▶ _Passage shown_

A predictive model of pattern detection is proposed in this study, which detects college dropouts in the “Técnica del Norte” University (Ecuador), using the personal and academic data of undergraduate students (bachelor’s degree and engineering) from the last 5 years. The data were processed following the KDD process (Knowledge Discovery in Databases) and using Bayesian and decision trees data mining techniques [6]. Identifying patterns considering, as possible desertion factors, the ethnic group, disability level (physical, mental, intellectual or sensory), gender, and place of residence makes up the main contribution in this research. Additionally, this study is performed using free software (Weka), fulfilling the Executive Decree of Ecuador No. 1014 [7]. This regulation disposes to use open source software within computer systems and equipment in the public administration of the Ecuadorian government. This makes up the second contribution in this study.
1.2 Review of Literature
Some existing studies were relevant for this research because they were carried out in the educational field of higher education using, among others, predictive data mining techniques. These studies are listed below:
Lehr et al. [8] used data mining techniques to predict college student retention at Embry-Riddle Aeronautical University (USA). To accomplish this goal, the data of 972 students, enrolled in 2008, were used to create predictive models, taking into account previous preparation of the students, grades in the first year, and personal and financial data. The classification techniques used were: Logistic Regression, Naive Bayes, K-Nearest Neighbors, Random Forest, Multilayer perceptron, and Decision trees. Logistic regression obtained the best results according to the error rate.

▶ _Dataset section_
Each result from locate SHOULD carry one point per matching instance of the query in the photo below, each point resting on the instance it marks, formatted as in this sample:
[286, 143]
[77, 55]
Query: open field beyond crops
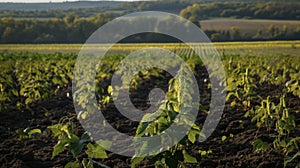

▶ _Exercise objective_
Can you pick up the passage on predicting college dropouts at Técnica del Norte University and continue it from its last sentence?

▶ _Expected answer_
Hernández et al. [3] developed a predictive system that detects students with high desertion probabilities and the profile of dropouts in the Information and Communication Technologies Engineering career, using logistic regression, clustering, decision trees and neural networks. The results obtained by using logistic regression were best fitted to the study.
Peralta et al. [9], using data mining techniques and statistic models, identified the most relevant variables which predicted desertion and graduation rates of students in the Temuco Catholic University (Mexico). The original database held 15183 students and 143 variables. They used linear statistic models, such as the Probit and Logit models, as well as the decision tree technique. The main result obtained was that there is a clear relation among variables that depend on factors such as average and ranking.
Merchan and Duarte [10] performed a predictive model of academic performance based on the academic and demographic data of 932 students in the Computer Science career in the “El Bosque” University (Colombia). J48, PART, and Ridor decision tree algorithms were used. The J48 algorithm proved to be the best, classifying correctly around 78% of new instances.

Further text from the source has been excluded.